In a follow-up to our webinar introducing the Integration Star, research analyst Dr Anna Good tells the story of how the new Star for refugees came into being.

Help for refugees to integrate into this country has long been under-resourced and patchy. Specialist refugee organisations are doing brilliant work, but many other services struggle to work out how best to support refugees. And until recently, there’s been little in the way of solid outcomes data that can help shape service delivery.

It’s this context that spurred the creation of the Integration Star – a tool for services working with refugees that enables both better conversations and better outcomes.

The new Star has come out of an exciting and timely meeting of minds. For some years, Triangle had been interested in developing a Star for refugees. “It was on our radar, and several refugee organisations had said it would be great to have an Outcomes Star,” says Triangle director Sara Burns. “I could see it could really work. But because refugee support services tend to be small organisations and quite poorly funded, there was never the support necessary for the collaboration.”

“So I was delighted when in 2018 the Refugee Council approached us and said they wanted to collaborate on a Star. They’d just received a tranche of European funding for a refugee integration programme, and as part of that they had undertaken a commitment to collaboratively create a tool for refugee integration.”

The wider integration and employment programme, New Roots, was led by the Refugee Council in partnership with organisations in Yorkshire and Humberside, and has supported some 2700 refugees, often with complex and multiple needs. In our recent webinar, Better Conversations, Better Outcomes, Refugee Council head of integration Andrew Lawton explains that this programme gave the organisation an excellent opportunity ”to consider how we assessed the impact of our services, not just for the Refugee Council but also for its clients and for others working in the same space”.

“We had often felt that there was more we as an organisation could do to demonstrate a consistent way of measuring an individual’s progression as a result of our support,” he says.

At the time, the Home Office was working on a new framework to support its integration strategy, Indicators of Integration. However, that didn’t include a practical tool for service delivery organisations to measure outcomes. So the participants in the New Roots programme decided to collaborate on a tool that could work for people providing help on the ground, aligned with the Home Office Indicators of Integration.

“We wanted to work towards a set of outcomes that could be used across a range of front line services and that could be shared with other services doing similar work,” says Andrew Lawton.

The Refugee Council was already aware of the Outcomes Stars and approached Triangle about a new Star for refugees. And so the collaboration – between Triangle, the Refugee Council, four New Roots partners and ten refugee community organisations – was born.

* WRITTEN REQUEST 1 *
Rewrite the dataset items from their first line through the line containing "pixel 396 712", replacing "bamboo" with "fern" and keeping everything else the same. Leave the pictures out of your answer.

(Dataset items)

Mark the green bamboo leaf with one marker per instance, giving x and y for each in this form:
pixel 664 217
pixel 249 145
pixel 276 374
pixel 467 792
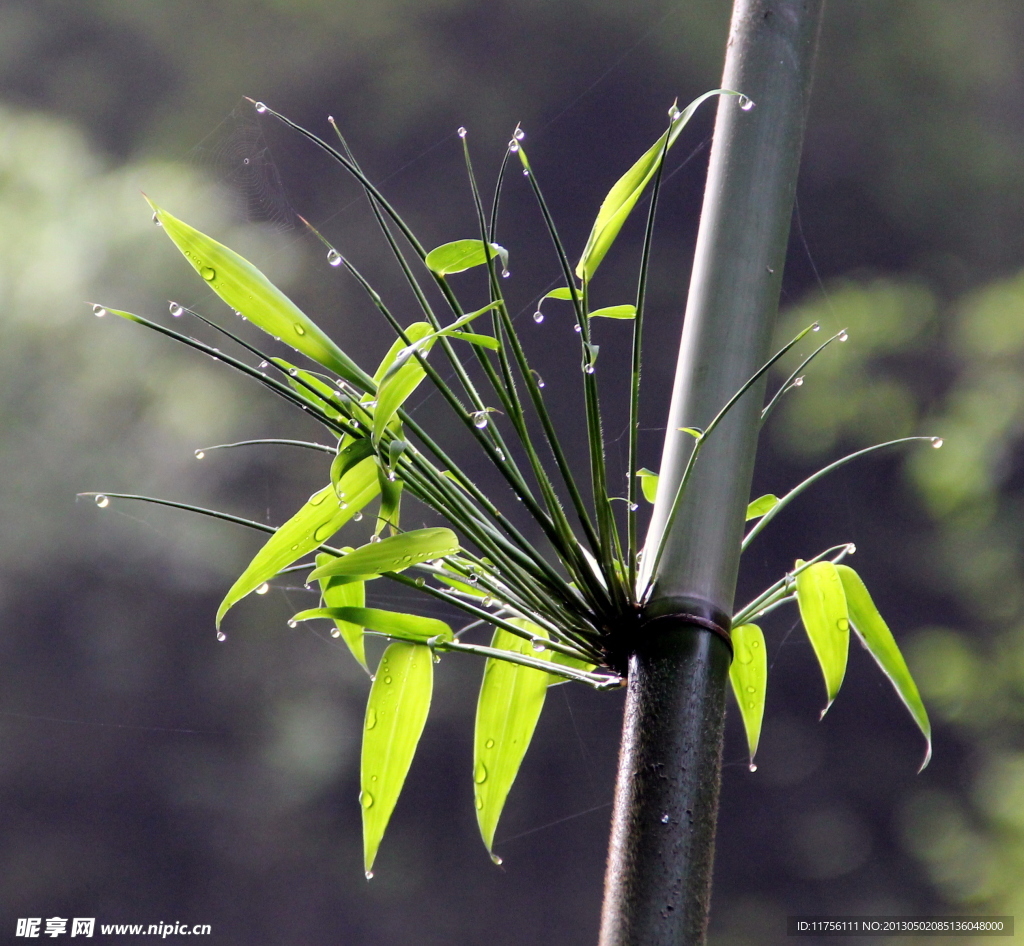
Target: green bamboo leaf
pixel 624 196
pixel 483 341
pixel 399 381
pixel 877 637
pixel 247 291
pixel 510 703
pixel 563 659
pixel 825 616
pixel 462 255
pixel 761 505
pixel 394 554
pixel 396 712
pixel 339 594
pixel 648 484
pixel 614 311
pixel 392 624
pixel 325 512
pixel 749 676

* WRITTEN REQUEST 2 *
Answer these questions about the text on the Integration Star:
(a) In what year did the Refugee Council approach Triangle about collaborating on a Star?
(b) About how many refugees has the New Roots programme supported?
(c) What was the name of the Home Office framework supporting its integration strategy?

* EXERCISE RESPONSE 1 *
Mark the green fern leaf with one marker per instance, giving x and y for each in this form:
pixel 664 217
pixel 249 145
pixel 276 374
pixel 467 792
Target: green fern leaf
pixel 624 196
pixel 483 341
pixel 399 381
pixel 877 637
pixel 247 291
pixel 510 703
pixel 563 659
pixel 825 616
pixel 462 255
pixel 761 505
pixel 394 554
pixel 396 712

* EXERCISE RESPONSE 2 *
(a) 2018
(b) Some 2700
(c) Indicators of Integration